(Dataset records)
- - -

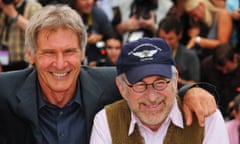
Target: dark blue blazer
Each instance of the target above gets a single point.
(18, 101)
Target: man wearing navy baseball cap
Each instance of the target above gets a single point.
(151, 112)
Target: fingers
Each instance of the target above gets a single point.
(188, 115)
(200, 113)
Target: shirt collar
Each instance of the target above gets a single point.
(42, 102)
(175, 116)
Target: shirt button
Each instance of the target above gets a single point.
(62, 134)
(61, 113)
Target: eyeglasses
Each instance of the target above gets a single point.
(140, 87)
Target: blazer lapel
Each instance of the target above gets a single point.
(91, 92)
(27, 106)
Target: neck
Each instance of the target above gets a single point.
(58, 99)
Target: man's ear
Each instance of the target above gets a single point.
(31, 58)
(120, 87)
(83, 55)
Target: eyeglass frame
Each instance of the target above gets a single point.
(166, 82)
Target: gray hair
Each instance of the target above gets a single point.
(53, 17)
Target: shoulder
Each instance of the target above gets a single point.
(100, 71)
(223, 14)
(187, 52)
(215, 129)
(30, 8)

- - -

▶ _TASK DIRECTIONS_
Above are the records; give them all again exactly, apart from the pictures.

▶ _ANSWER_
Target: dark blue blazer
Each instance of the target above gets a single point.
(18, 101)
Target: man wearing navy baseball cap
Each instance of the target above gets a single point.
(151, 112)
Target: fingers
Each instance of the target above gets a single point.
(188, 115)
(200, 113)
Target: shirt collar
Each instance of the target above gets a single point.
(42, 102)
(175, 116)
Target: shirt button
Each instance of the target above gets a single point.
(62, 134)
(61, 113)
Target: eyeglasses
Each instance of the target above gets a single point.
(140, 87)
Target: blazer lapel
Each instance of the target above gets a single point.
(91, 92)
(27, 106)
Target: neck
Each instance of the target above gets a single point.
(58, 99)
Target: man's ear
Each instance of the target above gets a single point.
(31, 58)
(120, 87)
(83, 55)
Target: eyeglass frame
Each instance of the target above gets a single point.
(166, 82)
Target: gray hair
Each instance of the target above gets a single point.
(53, 17)
Target: shoulder
Each instance of the target above gets a single point.
(100, 71)
(223, 14)
(187, 52)
(215, 129)
(30, 8)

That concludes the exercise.